§ **INSTRUCTIONS FOR THE TASK**:
For each line of the data below, copy it if it holds the word "arched".

§ **DATA RECORDS**:
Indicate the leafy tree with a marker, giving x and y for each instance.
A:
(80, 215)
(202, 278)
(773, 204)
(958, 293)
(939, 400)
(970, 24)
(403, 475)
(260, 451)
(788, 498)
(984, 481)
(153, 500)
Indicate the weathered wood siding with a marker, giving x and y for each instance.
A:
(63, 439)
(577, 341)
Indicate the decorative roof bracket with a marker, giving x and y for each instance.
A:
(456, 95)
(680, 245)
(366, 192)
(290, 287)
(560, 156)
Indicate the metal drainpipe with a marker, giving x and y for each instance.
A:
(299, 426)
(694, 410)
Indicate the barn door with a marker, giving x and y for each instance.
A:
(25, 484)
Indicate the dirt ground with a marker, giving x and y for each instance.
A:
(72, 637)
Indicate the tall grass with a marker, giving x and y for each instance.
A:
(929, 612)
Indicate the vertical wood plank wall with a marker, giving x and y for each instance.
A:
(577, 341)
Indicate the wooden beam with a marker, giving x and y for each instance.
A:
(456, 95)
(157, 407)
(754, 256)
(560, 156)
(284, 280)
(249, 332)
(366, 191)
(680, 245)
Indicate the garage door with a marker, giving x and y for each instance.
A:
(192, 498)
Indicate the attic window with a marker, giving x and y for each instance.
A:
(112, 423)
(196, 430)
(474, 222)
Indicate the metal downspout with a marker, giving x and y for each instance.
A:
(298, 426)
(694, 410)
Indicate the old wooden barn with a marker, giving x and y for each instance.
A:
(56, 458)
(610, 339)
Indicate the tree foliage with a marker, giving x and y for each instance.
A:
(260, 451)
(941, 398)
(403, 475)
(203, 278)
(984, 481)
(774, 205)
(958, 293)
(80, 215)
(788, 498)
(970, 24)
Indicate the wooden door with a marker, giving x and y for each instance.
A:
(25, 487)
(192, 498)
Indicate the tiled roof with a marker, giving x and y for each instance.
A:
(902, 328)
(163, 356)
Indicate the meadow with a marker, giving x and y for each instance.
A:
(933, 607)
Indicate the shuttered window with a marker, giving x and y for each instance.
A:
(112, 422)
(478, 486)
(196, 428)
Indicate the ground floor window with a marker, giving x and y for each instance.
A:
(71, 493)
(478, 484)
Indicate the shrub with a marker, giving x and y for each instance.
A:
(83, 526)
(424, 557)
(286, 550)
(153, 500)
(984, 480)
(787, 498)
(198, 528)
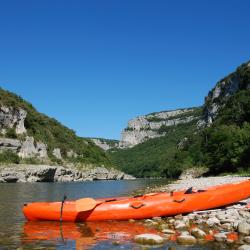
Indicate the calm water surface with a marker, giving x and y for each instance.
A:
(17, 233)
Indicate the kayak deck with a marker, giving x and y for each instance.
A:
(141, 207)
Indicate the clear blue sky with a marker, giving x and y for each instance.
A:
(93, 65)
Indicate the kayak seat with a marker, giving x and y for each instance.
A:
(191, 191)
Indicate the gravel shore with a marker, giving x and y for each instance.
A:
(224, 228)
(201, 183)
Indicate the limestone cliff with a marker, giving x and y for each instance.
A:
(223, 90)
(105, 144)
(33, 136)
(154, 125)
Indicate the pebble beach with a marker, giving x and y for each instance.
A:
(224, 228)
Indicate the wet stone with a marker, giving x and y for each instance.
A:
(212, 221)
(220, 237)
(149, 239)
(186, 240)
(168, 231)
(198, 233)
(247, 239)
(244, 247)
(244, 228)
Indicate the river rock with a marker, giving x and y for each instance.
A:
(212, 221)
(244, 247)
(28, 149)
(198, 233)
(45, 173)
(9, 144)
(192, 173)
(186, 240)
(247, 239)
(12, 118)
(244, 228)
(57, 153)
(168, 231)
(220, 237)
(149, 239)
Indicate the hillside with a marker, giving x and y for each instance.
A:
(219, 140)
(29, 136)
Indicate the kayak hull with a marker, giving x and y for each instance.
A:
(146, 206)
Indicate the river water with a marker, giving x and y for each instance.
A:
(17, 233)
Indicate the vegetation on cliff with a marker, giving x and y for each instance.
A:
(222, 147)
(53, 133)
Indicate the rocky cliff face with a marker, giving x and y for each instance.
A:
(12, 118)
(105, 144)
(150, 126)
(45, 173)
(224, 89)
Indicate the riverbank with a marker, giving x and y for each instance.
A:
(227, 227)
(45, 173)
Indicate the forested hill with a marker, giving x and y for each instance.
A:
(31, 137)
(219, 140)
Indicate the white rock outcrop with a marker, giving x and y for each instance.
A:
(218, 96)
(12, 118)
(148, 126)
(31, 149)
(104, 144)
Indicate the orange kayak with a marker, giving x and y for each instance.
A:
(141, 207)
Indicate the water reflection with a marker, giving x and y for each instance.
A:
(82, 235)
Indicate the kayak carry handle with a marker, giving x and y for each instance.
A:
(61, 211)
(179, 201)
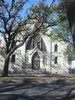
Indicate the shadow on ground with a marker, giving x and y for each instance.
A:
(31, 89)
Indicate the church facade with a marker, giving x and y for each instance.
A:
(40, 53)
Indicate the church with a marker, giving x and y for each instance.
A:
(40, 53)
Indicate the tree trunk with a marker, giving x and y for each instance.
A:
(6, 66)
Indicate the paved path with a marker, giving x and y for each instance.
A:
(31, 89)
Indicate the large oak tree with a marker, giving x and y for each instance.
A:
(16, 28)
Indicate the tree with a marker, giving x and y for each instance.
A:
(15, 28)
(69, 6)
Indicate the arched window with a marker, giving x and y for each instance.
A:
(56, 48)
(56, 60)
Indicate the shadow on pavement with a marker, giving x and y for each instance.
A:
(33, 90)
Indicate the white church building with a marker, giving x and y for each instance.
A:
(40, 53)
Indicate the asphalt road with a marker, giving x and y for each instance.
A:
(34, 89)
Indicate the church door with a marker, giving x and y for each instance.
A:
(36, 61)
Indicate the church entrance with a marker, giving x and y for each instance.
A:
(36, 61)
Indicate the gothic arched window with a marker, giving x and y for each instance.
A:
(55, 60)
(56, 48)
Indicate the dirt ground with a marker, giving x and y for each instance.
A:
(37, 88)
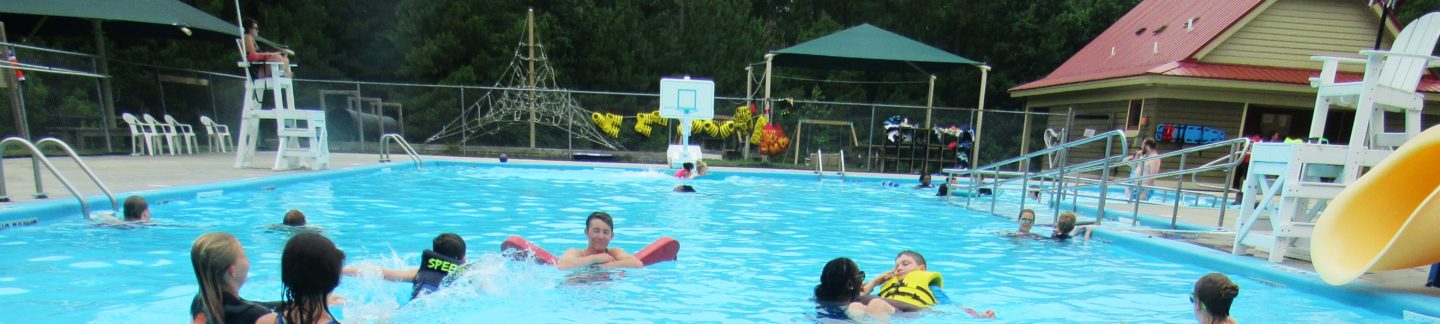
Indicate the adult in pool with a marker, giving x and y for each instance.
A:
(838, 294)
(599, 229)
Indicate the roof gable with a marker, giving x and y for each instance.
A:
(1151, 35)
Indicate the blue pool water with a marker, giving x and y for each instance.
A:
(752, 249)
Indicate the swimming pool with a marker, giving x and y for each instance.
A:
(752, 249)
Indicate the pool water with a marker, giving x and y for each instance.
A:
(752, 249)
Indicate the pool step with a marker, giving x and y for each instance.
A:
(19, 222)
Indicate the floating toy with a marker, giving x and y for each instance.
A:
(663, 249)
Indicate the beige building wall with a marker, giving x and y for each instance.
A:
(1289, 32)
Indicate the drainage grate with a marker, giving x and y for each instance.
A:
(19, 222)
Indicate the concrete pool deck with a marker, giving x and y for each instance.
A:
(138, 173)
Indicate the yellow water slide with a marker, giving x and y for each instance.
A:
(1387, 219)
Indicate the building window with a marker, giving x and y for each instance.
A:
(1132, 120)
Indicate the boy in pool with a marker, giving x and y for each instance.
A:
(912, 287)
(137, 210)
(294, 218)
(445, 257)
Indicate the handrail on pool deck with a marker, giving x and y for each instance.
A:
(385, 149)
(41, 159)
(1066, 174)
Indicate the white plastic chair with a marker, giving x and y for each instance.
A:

§ **OUTPUT FOR THIS TASK**:
Indicate the arched window with a marker, giving x and y for each instance.
Indicate the gothic arched window with a marker, giving x and y for each instance.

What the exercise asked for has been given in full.